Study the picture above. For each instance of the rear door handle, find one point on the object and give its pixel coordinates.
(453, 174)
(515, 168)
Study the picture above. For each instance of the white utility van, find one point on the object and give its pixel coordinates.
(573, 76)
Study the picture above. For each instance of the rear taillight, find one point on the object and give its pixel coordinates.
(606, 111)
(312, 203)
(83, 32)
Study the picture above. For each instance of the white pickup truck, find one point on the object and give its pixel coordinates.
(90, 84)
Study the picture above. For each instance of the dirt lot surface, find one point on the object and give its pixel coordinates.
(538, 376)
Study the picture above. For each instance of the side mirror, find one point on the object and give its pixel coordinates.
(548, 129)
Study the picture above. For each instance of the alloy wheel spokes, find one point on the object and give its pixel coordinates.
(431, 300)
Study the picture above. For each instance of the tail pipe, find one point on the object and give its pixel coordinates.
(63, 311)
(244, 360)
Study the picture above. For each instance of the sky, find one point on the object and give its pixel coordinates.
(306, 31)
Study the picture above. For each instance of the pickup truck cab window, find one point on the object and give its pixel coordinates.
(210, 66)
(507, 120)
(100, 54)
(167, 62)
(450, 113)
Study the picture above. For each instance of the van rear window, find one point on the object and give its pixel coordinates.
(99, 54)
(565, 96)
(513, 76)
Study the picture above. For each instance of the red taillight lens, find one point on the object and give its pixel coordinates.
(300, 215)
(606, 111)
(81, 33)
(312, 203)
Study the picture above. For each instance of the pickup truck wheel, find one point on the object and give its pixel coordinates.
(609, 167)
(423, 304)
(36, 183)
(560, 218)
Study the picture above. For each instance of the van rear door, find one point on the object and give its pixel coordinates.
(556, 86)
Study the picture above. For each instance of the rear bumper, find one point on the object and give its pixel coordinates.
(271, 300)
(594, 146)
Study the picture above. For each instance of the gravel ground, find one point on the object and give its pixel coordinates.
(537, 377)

- EXERCISE BRIEF: Reproduce exactly the lines from the one containing "rear window, find" through the last line of the records above, including both, and nothing else.

- EXERCISE ANSWER:
Study the picture above. For each instance of the van rear window, find one point on the object and give its pixel coordinates.
(99, 54)
(565, 96)
(513, 76)
Study the picture above. For each instance of the red taillight lens, find one point on the object and give its pixel coordinates.
(300, 215)
(606, 111)
(81, 33)
(312, 203)
Study the picture above. For each instance of the pickup truck wheel, find one point on the object and give its pixel coordinates.
(609, 167)
(423, 304)
(36, 183)
(560, 218)
Study the picture above. For each instance of the van rear door, find one point on the object and give its pixel coordinates.
(556, 86)
Study the picture above. For each instance of the rear bumper, find one point on the object and give its pixel coordinates.
(271, 300)
(594, 146)
Study the picture above. For each instance of the gravel ground, find one point on the object and give its pixel coordinates.
(537, 377)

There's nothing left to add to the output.